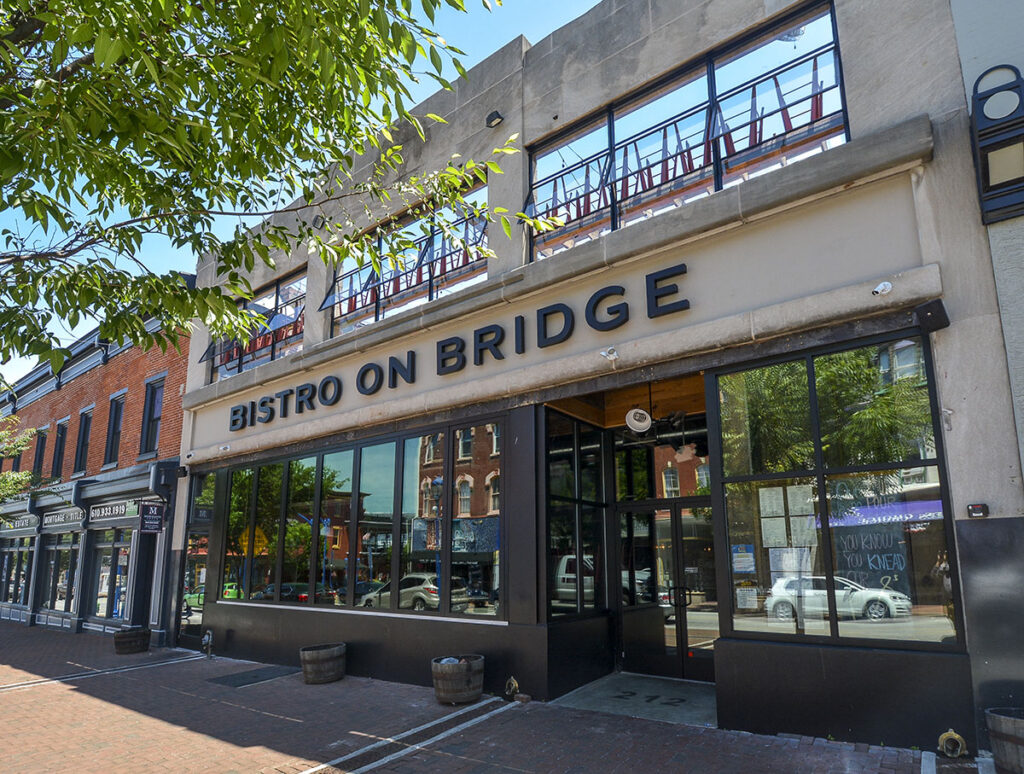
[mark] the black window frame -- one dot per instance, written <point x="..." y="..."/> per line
<point x="82" y="443"/>
<point x="448" y="430"/>
<point x="40" y="455"/>
<point x="819" y="471"/>
<point x="123" y="541"/>
<point x="578" y="503"/>
<point x="228" y="356"/>
<point x="150" y="432"/>
<point x="115" y="420"/>
<point x="374" y="294"/>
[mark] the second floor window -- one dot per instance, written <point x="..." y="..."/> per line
<point x="434" y="262"/>
<point x="465" y="443"/>
<point x="37" y="462"/>
<point x="114" y="430"/>
<point x="282" y="308"/>
<point x="670" y="477"/>
<point x="151" y="416"/>
<point x="82" y="447"/>
<point x="722" y="120"/>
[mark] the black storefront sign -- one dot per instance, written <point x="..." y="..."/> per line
<point x="62" y="521"/>
<point x="152" y="515"/>
<point x="553" y="325"/>
<point x="113" y="511"/>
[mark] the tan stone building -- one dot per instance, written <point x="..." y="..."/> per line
<point x="771" y="263"/>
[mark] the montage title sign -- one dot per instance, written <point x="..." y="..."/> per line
<point x="606" y="309"/>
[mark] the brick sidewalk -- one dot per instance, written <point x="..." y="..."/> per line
<point x="170" y="718"/>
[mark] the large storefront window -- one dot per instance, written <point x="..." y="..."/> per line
<point x="282" y="308"/>
<point x="237" y="539"/>
<point x="402" y="496"/>
<point x="576" y="490"/>
<point x="15" y="564"/>
<point x="377" y="487"/>
<point x="111" y="554"/>
<point x="833" y="498"/>
<point x="422" y="521"/>
<point x="475" y="526"/>
<point x="57" y="577"/>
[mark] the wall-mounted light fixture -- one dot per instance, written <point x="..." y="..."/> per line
<point x="997" y="136"/>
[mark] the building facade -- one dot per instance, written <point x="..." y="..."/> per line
<point x="721" y="424"/>
<point x="87" y="549"/>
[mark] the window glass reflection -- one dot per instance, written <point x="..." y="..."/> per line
<point x="561" y="472"/>
<point x="475" y="526"/>
<point x="892" y="559"/>
<point x="333" y="541"/>
<point x="669" y="462"/>
<point x="57" y="576"/>
<point x="422" y="526"/>
<point x="376" y="516"/>
<point x="194" y="584"/>
<point x="299" y="532"/>
<point x="264" y="533"/>
<point x="873" y="404"/>
<point x="562" y="570"/>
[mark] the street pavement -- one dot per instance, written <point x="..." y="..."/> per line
<point x="69" y="703"/>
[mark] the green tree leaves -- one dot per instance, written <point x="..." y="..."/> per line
<point x="121" y="120"/>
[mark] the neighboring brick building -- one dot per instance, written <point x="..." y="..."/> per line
<point x="109" y="428"/>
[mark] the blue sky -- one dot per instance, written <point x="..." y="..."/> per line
<point x="478" y="33"/>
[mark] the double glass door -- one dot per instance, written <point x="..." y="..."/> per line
<point x="670" y="600"/>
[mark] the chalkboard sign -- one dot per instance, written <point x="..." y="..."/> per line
<point x="873" y="555"/>
<point x="152" y="517"/>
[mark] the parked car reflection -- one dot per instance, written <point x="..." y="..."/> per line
<point x="852" y="600"/>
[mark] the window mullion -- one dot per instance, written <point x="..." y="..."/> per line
<point x="711" y="124"/>
<point x="279" y="559"/>
<point x="353" y="531"/>
<point x="317" y="538"/>
<point x="612" y="197"/>
<point x="823" y="509"/>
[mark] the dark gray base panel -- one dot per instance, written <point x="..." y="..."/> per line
<point x="892" y="697"/>
<point x="991" y="563"/>
<point x="382" y="647"/>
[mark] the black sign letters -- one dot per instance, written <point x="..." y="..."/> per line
<point x="605" y="310"/>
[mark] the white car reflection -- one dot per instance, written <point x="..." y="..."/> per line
<point x="852" y="600"/>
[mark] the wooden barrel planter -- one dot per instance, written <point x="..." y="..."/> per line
<point x="131" y="641"/>
<point x="1006" y="731"/>
<point x="458" y="683"/>
<point x="323" y="663"/>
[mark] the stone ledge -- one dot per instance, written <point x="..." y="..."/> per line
<point x="867" y="159"/>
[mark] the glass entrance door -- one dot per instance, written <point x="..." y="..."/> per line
<point x="669" y="600"/>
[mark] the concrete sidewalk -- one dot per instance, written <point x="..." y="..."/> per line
<point x="70" y="704"/>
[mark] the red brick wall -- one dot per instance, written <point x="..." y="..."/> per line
<point x="129" y="370"/>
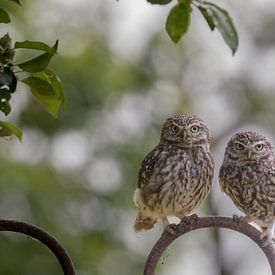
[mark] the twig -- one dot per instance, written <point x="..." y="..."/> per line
<point x="48" y="240"/>
<point x="193" y="223"/>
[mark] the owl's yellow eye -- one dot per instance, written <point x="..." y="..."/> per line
<point x="239" y="146"/>
<point x="174" y="128"/>
<point x="194" y="129"/>
<point x="259" y="146"/>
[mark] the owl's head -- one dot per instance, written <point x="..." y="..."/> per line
<point x="185" y="131"/>
<point x="248" y="146"/>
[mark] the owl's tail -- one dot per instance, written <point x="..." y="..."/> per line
<point x="143" y="222"/>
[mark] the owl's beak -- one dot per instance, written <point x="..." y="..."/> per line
<point x="183" y="134"/>
<point x="249" y="154"/>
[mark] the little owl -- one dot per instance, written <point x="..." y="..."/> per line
<point x="247" y="176"/>
<point x="176" y="175"/>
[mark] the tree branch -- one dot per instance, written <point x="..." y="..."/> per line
<point x="193" y="223"/>
<point x="48" y="240"/>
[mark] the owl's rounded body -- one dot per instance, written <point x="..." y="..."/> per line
<point x="251" y="187"/>
<point x="247" y="176"/>
<point x="174" y="178"/>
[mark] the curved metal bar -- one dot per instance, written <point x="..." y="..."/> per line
<point x="44" y="237"/>
<point x="193" y="223"/>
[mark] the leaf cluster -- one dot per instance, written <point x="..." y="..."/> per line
<point x="179" y="18"/>
<point x="44" y="84"/>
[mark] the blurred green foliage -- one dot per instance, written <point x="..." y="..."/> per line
<point x="74" y="176"/>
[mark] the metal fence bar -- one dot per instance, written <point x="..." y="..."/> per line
<point x="44" y="237"/>
<point x="193" y="223"/>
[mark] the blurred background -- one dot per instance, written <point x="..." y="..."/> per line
<point x="122" y="78"/>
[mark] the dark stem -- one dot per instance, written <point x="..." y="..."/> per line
<point x="193" y="223"/>
<point x="48" y="240"/>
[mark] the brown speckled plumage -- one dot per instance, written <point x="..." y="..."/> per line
<point x="247" y="176"/>
<point x="177" y="174"/>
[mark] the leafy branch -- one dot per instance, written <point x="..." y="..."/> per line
<point x="44" y="84"/>
<point x="194" y="222"/>
<point x="179" y="18"/>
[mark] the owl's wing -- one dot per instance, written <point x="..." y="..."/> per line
<point x="147" y="166"/>
<point x="271" y="173"/>
<point x="221" y="178"/>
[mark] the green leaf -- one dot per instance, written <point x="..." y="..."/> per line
<point x="8" y="129"/>
<point x="38" y="63"/>
<point x="35" y="45"/>
<point x="46" y="88"/>
<point x="4" y="16"/>
<point x="16" y="1"/>
<point x="8" y="78"/>
<point x="178" y="20"/>
<point x="207" y="17"/>
<point x="5" y="97"/>
<point x="224" y="24"/>
<point x="160" y="2"/>
<point x="6" y="50"/>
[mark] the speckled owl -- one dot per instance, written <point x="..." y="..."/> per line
<point x="176" y="176"/>
<point x="247" y="176"/>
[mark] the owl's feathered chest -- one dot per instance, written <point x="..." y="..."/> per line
<point x="248" y="186"/>
<point x="180" y="179"/>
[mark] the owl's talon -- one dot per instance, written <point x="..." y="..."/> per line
<point x="171" y="229"/>
<point x="237" y="218"/>
<point x="268" y="235"/>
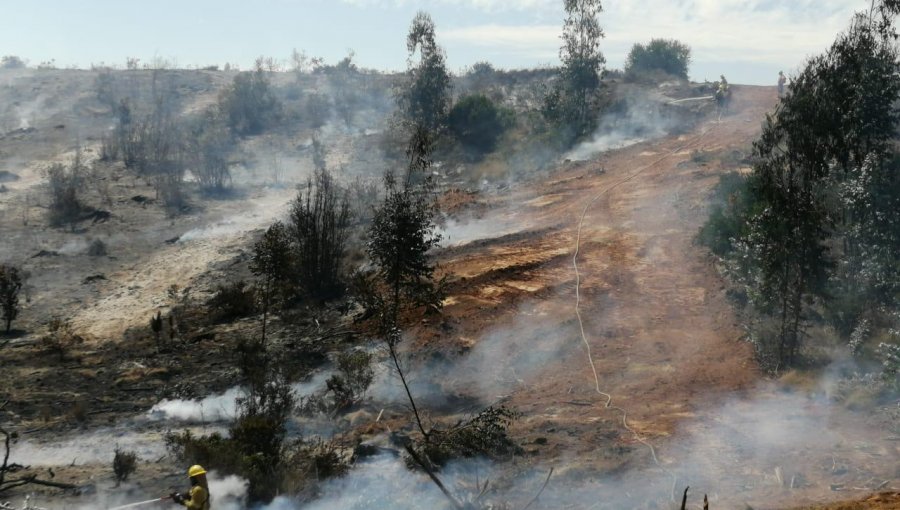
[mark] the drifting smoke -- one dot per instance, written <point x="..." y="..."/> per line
<point x="642" y="120"/>
<point x="222" y="407"/>
<point x="213" y="408"/>
<point x="262" y="211"/>
<point x="73" y="247"/>
<point x="456" y="232"/>
<point x="94" y="447"/>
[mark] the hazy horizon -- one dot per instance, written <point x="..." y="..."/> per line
<point x="749" y="41"/>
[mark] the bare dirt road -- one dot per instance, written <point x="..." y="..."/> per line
<point x="664" y="339"/>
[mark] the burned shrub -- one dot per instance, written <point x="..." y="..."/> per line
<point x="319" y="224"/>
<point x="255" y="448"/>
<point x="232" y="301"/>
<point x="10" y="285"/>
<point x="124" y="464"/>
<point x="11" y="62"/>
<point x="66" y="183"/>
<point x="343" y="389"/>
<point x="477" y="123"/>
<point x="210" y="145"/>
<point x="313" y="460"/>
<point x="355" y="375"/>
<point x="486" y="434"/>
<point x="60" y="337"/>
<point x="248" y="105"/>
<point x="316" y="110"/>
<point x="97" y="248"/>
<point x="665" y="56"/>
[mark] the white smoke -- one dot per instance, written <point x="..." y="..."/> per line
<point x="222" y="407"/>
<point x="641" y="121"/>
<point x="229" y="493"/>
<point x="213" y="408"/>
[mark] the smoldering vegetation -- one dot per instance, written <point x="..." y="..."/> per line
<point x="298" y="360"/>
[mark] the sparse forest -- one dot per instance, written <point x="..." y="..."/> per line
<point x="454" y="286"/>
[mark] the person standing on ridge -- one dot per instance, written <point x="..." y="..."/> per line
<point x="198" y="497"/>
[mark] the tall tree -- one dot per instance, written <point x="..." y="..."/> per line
<point x="402" y="233"/>
<point x="822" y="222"/>
<point x="271" y="263"/>
<point x="426" y="99"/>
<point x="576" y="97"/>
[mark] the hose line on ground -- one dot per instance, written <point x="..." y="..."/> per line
<point x="608" y="404"/>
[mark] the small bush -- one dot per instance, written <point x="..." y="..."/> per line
<point x="728" y="203"/>
<point x="486" y="434"/>
<point x="316" y="110"/>
<point x="60" y="337"/>
<point x="124" y="464"/>
<point x="248" y="105"/>
<point x="354" y="376"/>
<point x="666" y="55"/>
<point x="233" y="301"/>
<point x="97" y="248"/>
<point x="65" y="185"/>
<point x="211" y="143"/>
<point x="11" y="62"/>
<point x="10" y="285"/>
<point x="477" y="123"/>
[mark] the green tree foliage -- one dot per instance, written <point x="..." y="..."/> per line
<point x="210" y="142"/>
<point x="819" y="225"/>
<point x="666" y="55"/>
<point x="271" y="264"/>
<point x="11" y="62"/>
<point x="477" y="123"/>
<point x="425" y="100"/>
<point x="401" y="235"/>
<point x="10" y="285"/>
<point x="403" y="232"/>
<point x="574" y="100"/>
<point x="248" y="105"/>
<point x="346" y="83"/>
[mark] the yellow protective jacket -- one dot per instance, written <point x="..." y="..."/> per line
<point x="198" y="499"/>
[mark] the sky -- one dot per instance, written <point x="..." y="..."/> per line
<point x="747" y="40"/>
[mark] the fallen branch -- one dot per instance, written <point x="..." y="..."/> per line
<point x="536" y="496"/>
<point x="437" y="481"/>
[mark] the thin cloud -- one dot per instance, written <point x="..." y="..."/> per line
<point x="757" y="32"/>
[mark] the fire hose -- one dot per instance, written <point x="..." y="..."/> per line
<point x="607" y="396"/>
<point x="702" y="98"/>
<point x="141" y="503"/>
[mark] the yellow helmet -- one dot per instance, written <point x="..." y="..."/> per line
<point x="196" y="471"/>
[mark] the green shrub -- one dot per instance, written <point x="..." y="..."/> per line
<point x="477" y="123"/>
<point x="124" y="464"/>
<point x="484" y="435"/>
<point x="666" y="55"/>
<point x="354" y="376"/>
<point x="248" y="105"/>
<point x="232" y="301"/>
<point x="727" y="210"/>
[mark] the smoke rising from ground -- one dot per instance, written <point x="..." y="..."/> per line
<point x="641" y="118"/>
<point x="223" y="407"/>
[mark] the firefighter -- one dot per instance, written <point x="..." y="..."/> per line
<point x="723" y="85"/>
<point x="198" y="497"/>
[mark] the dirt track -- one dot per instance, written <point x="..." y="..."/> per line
<point x="664" y="338"/>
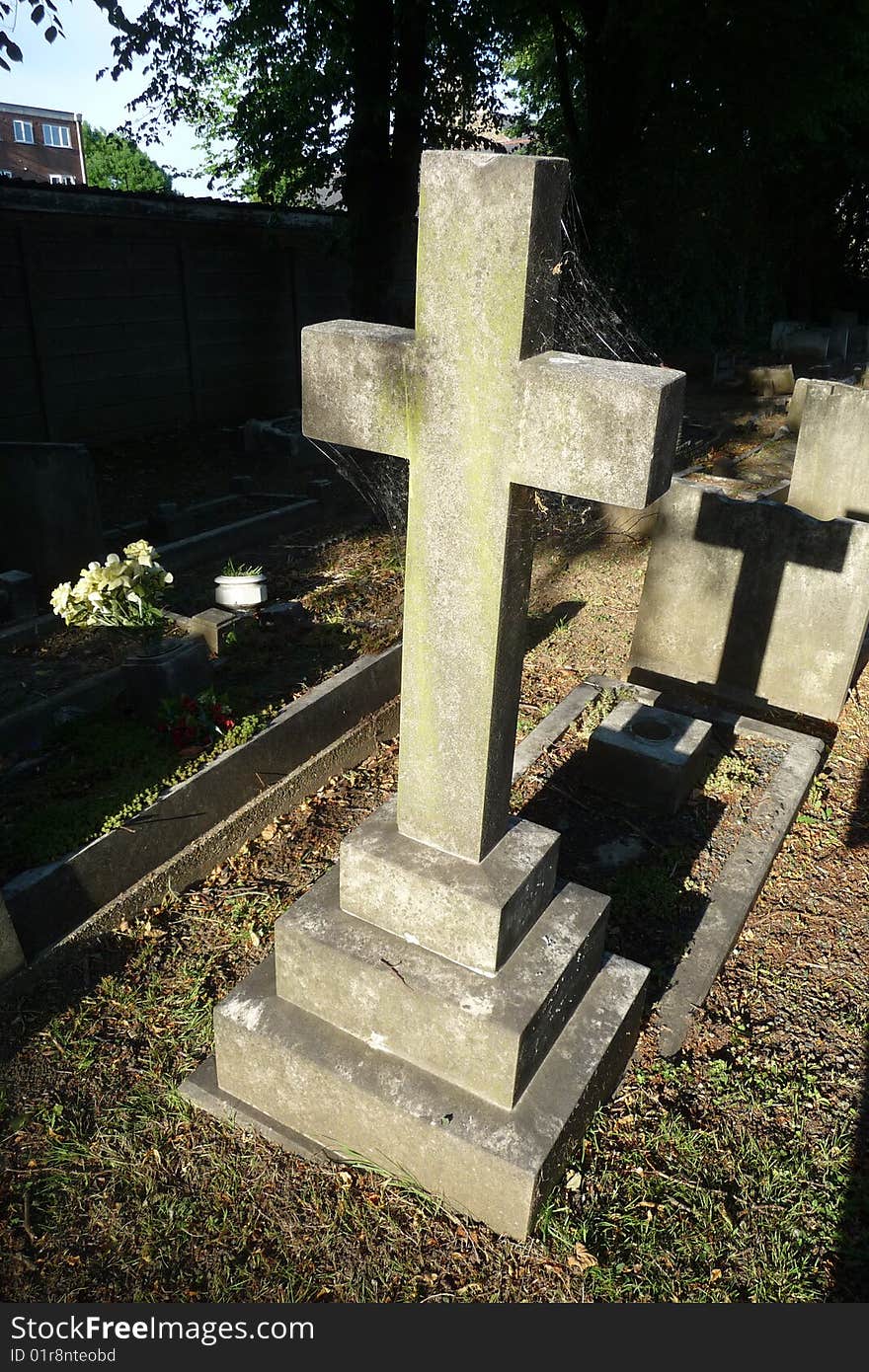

══════

• Your objective
Please copy the lines above, starting at the one that holds "[mark] the thin" and stopping after the last line, exactly as they appear and minus the pictures.

• Response to the exercise
[mark] the thin cloud -- one dot per instance, written <point x="..." y="..."/> per line
<point x="757" y="32"/>
[mark] the fire hose -- one dot per instance, written <point x="..." y="..."/> per line
<point x="607" y="396"/>
<point x="702" y="98"/>
<point x="141" y="503"/>
[mark] the yellow helmet -- one dot per instance, written <point x="..." y="..."/> per line
<point x="196" y="471"/>
[mark] the green shrub -- one dot per instance, written <point x="..." y="..."/> per line
<point x="477" y="123"/>
<point x="124" y="464"/>
<point x="484" y="435"/>
<point x="666" y="55"/>
<point x="354" y="376"/>
<point x="248" y="105"/>
<point x="232" y="301"/>
<point x="727" y="210"/>
[mark] the smoke rising from ground -- one dot per instance, written <point x="..." y="..."/> per line
<point x="641" y="118"/>
<point x="223" y="407"/>
[mark] the firefighter -- one dot per instance, written <point x="..." y="..."/> per line
<point x="723" y="85"/>
<point x="198" y="497"/>
[mark] the dirt track -- one dot per instance, written <point x="..." y="..."/> per line
<point x="664" y="338"/>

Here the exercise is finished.